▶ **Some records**
"""

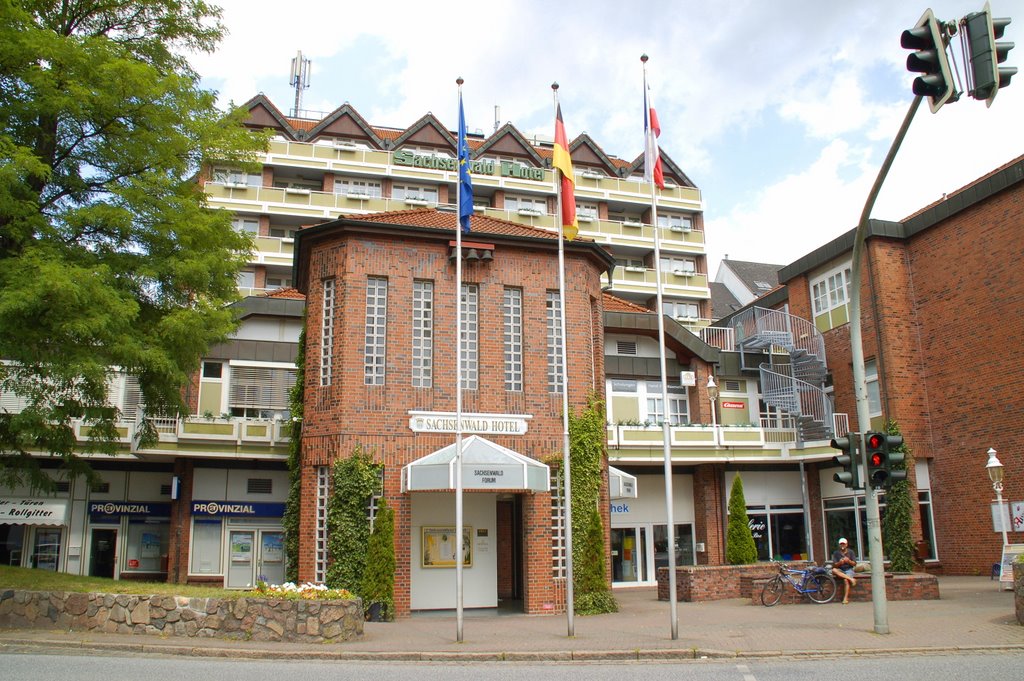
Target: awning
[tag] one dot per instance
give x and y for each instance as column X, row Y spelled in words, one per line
column 622, row 484
column 26, row 511
column 484, row 466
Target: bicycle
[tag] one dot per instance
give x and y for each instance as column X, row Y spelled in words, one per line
column 818, row 584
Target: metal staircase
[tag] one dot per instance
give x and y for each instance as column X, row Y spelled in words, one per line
column 794, row 386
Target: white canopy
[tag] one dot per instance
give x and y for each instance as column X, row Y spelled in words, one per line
column 622, row 484
column 484, row 466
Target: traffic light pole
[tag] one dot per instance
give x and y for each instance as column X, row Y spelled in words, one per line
column 860, row 381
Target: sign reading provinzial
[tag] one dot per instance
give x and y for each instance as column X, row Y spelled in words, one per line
column 19, row 511
column 484, row 424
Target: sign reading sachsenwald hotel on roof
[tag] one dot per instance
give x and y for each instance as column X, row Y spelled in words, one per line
column 505, row 168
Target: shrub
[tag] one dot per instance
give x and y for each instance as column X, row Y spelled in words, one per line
column 739, row 547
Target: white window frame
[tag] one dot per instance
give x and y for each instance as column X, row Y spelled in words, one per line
column 512, row 304
column 328, row 306
column 556, row 372
column 470, row 336
column 375, row 352
column 423, row 333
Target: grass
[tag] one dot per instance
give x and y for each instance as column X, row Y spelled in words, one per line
column 41, row 580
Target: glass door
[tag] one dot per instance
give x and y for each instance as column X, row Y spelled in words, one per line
column 102, row 552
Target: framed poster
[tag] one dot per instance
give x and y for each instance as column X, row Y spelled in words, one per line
column 438, row 544
column 1010, row 553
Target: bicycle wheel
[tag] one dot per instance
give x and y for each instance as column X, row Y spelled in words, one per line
column 772, row 591
column 821, row 588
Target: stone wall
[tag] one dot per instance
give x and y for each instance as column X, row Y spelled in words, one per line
column 912, row 586
column 700, row 583
column 251, row 619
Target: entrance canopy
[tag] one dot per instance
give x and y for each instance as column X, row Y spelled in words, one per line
column 622, row 484
column 484, row 466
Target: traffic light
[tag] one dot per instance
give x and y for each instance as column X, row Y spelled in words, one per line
column 848, row 460
column 894, row 458
column 986, row 54
column 930, row 59
column 878, row 459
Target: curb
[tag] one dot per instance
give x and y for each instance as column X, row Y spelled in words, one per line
column 7, row 644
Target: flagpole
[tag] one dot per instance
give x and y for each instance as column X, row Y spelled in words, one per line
column 458, row 389
column 649, row 160
column 566, row 473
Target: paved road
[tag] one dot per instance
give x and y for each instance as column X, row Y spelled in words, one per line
column 972, row 614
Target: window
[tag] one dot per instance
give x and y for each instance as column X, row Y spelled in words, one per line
column 470, row 336
column 873, row 391
column 678, row 414
column 278, row 283
column 829, row 295
column 236, row 177
column 323, row 494
column 681, row 310
column 327, row 332
column 675, row 222
column 373, row 366
column 423, row 333
column 415, row 194
column 283, row 232
column 682, row 265
column 526, row 205
column 357, row 187
column 260, row 392
column 513, row 339
column 248, row 225
column 556, row 374
column 587, row 212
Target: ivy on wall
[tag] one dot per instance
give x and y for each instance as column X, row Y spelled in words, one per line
column 355, row 480
column 897, row 521
column 294, row 502
column 587, row 459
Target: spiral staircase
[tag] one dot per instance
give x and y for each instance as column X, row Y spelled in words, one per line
column 794, row 384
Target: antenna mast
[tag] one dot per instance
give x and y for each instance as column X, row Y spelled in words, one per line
column 299, row 80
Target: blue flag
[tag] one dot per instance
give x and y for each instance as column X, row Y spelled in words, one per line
column 465, row 183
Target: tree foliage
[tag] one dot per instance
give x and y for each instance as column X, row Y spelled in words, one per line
column 739, row 546
column 588, row 459
column 110, row 258
column 897, row 523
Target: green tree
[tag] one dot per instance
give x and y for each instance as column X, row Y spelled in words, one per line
column 109, row 256
column 739, row 547
column 897, row 522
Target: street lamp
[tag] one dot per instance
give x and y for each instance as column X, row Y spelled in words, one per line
column 713, row 395
column 994, row 468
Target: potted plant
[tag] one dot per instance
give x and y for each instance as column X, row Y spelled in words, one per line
column 378, row 578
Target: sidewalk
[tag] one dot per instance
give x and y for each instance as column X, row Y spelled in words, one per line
column 971, row 614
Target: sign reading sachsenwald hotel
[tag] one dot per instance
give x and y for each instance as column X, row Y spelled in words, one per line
column 483, row 424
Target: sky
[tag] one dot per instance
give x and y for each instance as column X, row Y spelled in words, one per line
column 781, row 112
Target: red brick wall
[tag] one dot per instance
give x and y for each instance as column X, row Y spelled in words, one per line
column 348, row 413
column 947, row 322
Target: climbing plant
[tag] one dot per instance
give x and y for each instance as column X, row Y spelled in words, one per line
column 897, row 537
column 294, row 502
column 378, row 579
column 739, row 546
column 587, row 441
column 355, row 479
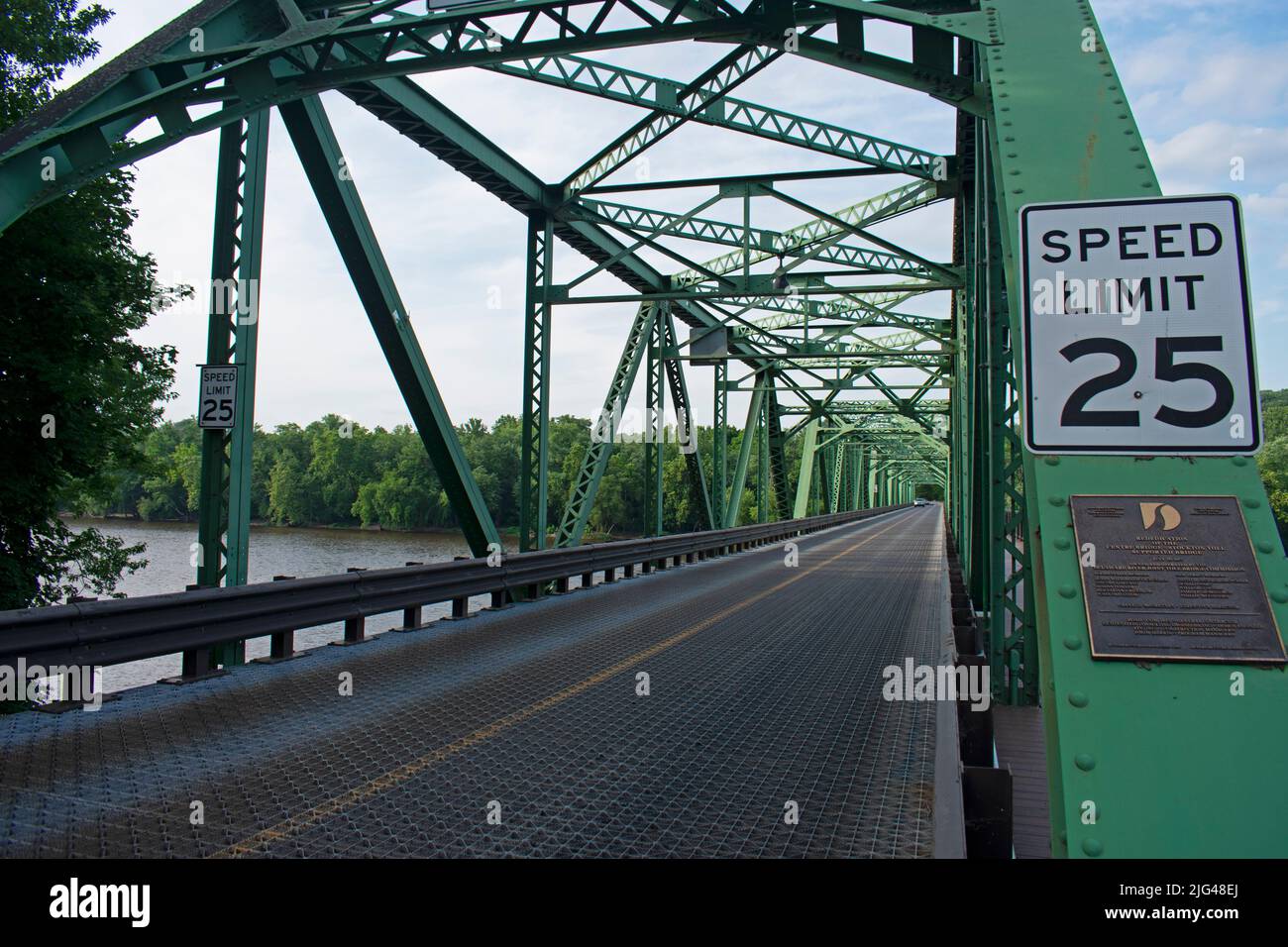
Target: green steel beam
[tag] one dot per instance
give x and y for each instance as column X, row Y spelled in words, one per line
column 655, row 427
column 739, row 474
column 702, row 515
column 223, row 525
column 704, row 93
column 619, row 84
column 804, row 478
column 595, row 462
column 1122, row 736
column 535, row 453
column 720, row 444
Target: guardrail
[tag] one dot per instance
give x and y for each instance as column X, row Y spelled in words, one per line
column 117, row 630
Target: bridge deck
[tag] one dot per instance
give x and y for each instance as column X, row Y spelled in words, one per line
column 765, row 689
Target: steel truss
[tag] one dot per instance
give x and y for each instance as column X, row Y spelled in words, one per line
column 851, row 401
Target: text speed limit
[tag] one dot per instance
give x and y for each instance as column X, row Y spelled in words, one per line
column 1137, row 334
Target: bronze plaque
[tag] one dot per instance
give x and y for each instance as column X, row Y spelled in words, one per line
column 1173, row 579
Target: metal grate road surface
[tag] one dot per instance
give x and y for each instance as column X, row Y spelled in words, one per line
column 522, row 732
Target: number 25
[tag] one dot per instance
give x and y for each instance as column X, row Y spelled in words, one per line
column 1076, row 414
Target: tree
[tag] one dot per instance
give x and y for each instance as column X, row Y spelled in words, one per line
column 77, row 395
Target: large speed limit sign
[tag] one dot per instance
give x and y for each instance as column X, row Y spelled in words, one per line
column 1137, row 333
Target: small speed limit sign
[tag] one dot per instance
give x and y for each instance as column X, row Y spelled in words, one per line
column 1137, row 333
column 218, row 395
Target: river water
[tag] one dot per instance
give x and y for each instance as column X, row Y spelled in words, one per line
column 273, row 552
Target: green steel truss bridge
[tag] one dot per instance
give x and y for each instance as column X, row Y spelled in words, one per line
column 819, row 325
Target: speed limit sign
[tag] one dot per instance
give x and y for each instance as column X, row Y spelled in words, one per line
column 1137, row 333
column 218, row 406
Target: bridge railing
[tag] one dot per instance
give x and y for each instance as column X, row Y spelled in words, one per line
column 117, row 630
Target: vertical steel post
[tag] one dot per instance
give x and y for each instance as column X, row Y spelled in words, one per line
column 720, row 444
column 223, row 526
column 535, row 462
column 655, row 428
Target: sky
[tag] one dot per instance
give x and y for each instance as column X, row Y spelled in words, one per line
column 1207, row 82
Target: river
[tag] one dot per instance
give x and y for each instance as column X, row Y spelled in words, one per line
column 273, row 552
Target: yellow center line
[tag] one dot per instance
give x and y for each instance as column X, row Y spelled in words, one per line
column 400, row 775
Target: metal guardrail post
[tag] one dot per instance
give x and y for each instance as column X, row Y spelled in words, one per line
column 282, row 644
column 355, row 626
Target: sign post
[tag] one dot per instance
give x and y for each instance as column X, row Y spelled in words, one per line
column 1137, row 331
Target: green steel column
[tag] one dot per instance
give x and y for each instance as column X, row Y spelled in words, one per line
column 763, row 500
column 535, row 462
column 655, row 431
column 700, row 515
column 720, row 442
column 342, row 206
column 777, row 451
column 806, row 474
column 576, row 514
column 223, row 526
column 739, row 474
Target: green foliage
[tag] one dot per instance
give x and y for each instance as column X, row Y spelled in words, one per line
column 338, row 474
column 78, row 397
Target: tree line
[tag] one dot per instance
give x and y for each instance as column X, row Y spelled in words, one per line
column 334, row 472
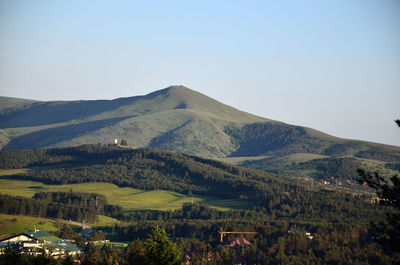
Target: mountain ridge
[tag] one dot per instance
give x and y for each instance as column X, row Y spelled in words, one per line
column 175, row 118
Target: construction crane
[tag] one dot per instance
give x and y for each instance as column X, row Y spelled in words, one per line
column 222, row 233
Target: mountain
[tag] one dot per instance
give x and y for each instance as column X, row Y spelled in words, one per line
column 175, row 119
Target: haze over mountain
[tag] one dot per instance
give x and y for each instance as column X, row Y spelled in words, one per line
column 175, row 119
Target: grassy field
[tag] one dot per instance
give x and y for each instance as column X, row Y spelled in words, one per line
column 128, row 198
column 14, row 224
column 9, row 172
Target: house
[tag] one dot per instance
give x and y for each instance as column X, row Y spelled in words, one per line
column 55, row 246
column 39, row 242
column 240, row 241
column 299, row 230
column 24, row 243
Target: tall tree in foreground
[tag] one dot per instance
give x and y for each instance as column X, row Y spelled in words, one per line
column 156, row 250
column 388, row 191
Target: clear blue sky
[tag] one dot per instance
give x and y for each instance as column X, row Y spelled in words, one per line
column 329, row 65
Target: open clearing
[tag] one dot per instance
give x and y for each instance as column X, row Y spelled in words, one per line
column 14, row 224
column 128, row 198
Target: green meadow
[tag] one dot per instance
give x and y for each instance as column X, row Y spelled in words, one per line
column 14, row 224
column 128, row 198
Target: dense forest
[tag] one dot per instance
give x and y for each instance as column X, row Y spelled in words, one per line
column 284, row 209
column 148, row 169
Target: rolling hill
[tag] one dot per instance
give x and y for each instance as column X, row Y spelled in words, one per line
column 176, row 119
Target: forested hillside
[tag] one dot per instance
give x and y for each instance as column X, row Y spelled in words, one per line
column 282, row 208
column 175, row 119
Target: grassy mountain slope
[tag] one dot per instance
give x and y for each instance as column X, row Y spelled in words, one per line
column 175, row 119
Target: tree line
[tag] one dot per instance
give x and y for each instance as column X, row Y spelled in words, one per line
column 60, row 205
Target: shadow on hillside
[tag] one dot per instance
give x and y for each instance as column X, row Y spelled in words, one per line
column 43, row 113
column 48, row 137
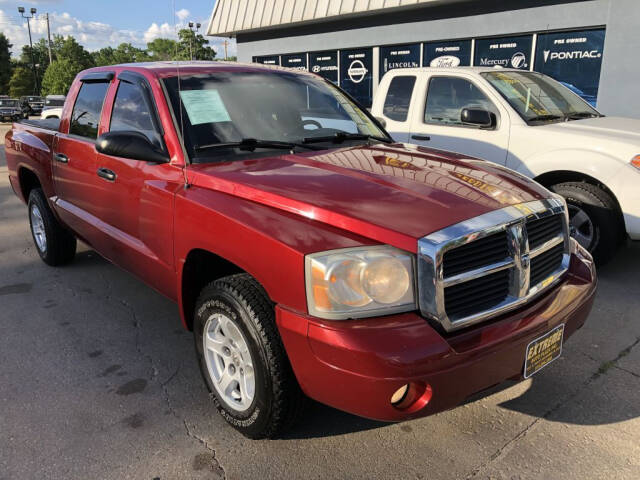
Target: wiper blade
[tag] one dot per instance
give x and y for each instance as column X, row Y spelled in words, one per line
column 340, row 137
column 578, row 115
column 250, row 144
column 541, row 118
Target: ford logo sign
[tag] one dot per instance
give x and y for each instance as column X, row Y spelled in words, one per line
column 518, row 60
column 445, row 61
column 357, row 71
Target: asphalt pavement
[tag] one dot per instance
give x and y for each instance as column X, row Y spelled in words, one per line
column 98, row 380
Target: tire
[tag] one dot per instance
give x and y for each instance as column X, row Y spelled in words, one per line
column 594, row 219
column 54, row 243
column 234, row 310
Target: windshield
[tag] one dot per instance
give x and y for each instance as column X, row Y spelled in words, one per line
column 54, row 102
column 538, row 98
column 228, row 107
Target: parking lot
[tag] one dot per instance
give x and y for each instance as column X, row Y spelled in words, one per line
column 99, row 380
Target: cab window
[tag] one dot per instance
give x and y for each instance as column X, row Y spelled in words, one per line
column 132, row 111
column 396, row 105
column 85, row 118
column 448, row 96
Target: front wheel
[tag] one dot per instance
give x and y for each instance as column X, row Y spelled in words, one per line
column 593, row 218
column 55, row 244
column 242, row 358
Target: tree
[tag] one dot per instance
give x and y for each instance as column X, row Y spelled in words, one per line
column 22, row 82
column 59, row 76
column 162, row 49
column 192, row 43
column 125, row 53
column 5, row 64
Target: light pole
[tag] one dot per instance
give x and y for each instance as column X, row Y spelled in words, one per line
column 195, row 32
column 33, row 62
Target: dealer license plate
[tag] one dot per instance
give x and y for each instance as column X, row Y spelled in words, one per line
column 543, row 350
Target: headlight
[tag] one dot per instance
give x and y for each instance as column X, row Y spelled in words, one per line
column 360, row 282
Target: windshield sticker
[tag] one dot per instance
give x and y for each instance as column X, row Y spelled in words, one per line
column 204, row 106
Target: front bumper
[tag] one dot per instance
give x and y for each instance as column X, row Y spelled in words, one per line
column 357, row 365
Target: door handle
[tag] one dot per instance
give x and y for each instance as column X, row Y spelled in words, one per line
column 107, row 174
column 61, row 157
column 424, row 138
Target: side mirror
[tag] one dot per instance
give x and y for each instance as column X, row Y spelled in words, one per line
column 382, row 122
column 130, row 144
column 478, row 117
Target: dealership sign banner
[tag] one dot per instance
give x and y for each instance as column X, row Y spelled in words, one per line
column 356, row 74
column 268, row 60
column 572, row 58
column 325, row 64
column 297, row 61
column 399, row 56
column 507, row 52
column 447, row 54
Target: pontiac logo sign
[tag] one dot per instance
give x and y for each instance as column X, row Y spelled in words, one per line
column 357, row 71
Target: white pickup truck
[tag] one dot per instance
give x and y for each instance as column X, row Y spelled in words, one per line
column 531, row 124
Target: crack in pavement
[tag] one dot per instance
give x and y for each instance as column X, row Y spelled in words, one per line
column 506, row 448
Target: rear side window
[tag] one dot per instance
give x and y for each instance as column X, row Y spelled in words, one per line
column 396, row 105
column 131, row 111
column 85, row 118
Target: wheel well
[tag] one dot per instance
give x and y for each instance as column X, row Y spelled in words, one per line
column 201, row 267
column 551, row 178
column 28, row 181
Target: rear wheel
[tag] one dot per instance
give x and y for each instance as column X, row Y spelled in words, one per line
column 54, row 243
column 593, row 218
column 242, row 358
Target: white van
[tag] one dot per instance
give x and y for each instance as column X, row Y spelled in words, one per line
column 534, row 125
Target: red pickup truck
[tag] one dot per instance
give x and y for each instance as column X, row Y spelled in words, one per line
column 308, row 253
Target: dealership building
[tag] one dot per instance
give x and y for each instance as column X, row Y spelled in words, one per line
column 592, row 46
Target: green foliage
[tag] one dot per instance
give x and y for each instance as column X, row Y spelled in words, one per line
column 5, row 64
column 125, row 53
column 21, row 82
column 59, row 76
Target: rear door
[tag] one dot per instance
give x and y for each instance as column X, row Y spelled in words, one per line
column 74, row 157
column 436, row 120
column 133, row 199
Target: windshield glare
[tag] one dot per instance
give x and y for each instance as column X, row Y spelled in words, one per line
column 277, row 106
column 535, row 95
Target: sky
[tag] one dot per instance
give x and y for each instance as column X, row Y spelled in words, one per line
column 100, row 23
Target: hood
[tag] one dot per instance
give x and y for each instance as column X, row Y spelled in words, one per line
column 392, row 194
column 609, row 128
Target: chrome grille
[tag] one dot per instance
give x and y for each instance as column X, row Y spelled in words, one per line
column 490, row 264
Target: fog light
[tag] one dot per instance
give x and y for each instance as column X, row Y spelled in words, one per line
column 399, row 395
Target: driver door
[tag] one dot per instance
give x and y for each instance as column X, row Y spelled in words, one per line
column 436, row 123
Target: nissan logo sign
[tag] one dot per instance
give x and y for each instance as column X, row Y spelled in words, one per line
column 518, row 60
column 357, row 71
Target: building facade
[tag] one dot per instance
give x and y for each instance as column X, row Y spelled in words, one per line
column 591, row 46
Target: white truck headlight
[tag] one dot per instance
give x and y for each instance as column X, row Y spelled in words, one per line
column 360, row 282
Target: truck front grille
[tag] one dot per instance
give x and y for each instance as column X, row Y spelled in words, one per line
column 480, row 268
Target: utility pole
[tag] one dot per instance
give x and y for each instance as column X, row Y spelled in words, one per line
column 33, row 62
column 195, row 33
column 49, row 38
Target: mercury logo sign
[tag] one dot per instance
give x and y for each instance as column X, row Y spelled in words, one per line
column 445, row 61
column 357, row 71
column 576, row 54
column 518, row 60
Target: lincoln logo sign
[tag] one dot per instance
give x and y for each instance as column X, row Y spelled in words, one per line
column 445, row 61
column 357, row 71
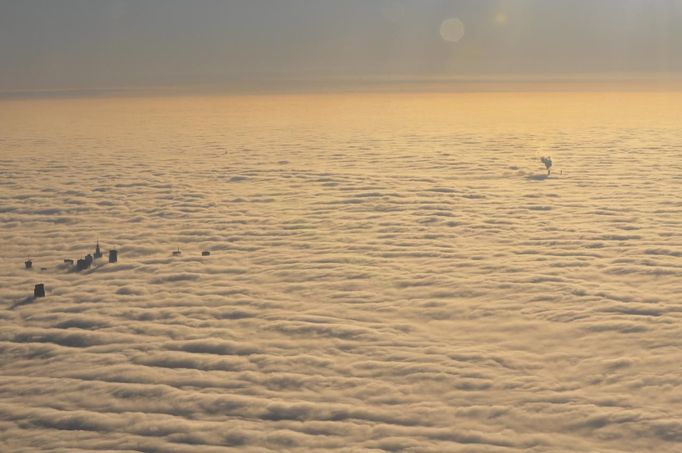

"""

▶ **WHAT TO PRODUCE**
Copy the entries from the line with "Target: steel truss" up to and including the line with "column 1137, row 334", swapping every "dot" for "point" and keeping the rest unchanged.

▶ **OUTPUT OF THE EXERCISE**
Target: steel truss
[tag] one point per instance
give x and y for each instance as column X, row Y spelled in words, one per line
column 851, row 401
Target: text speed limit
[tag] one point per instance
give x and y for each instance as column X, row Y spelled in words, one per line
column 1137, row 334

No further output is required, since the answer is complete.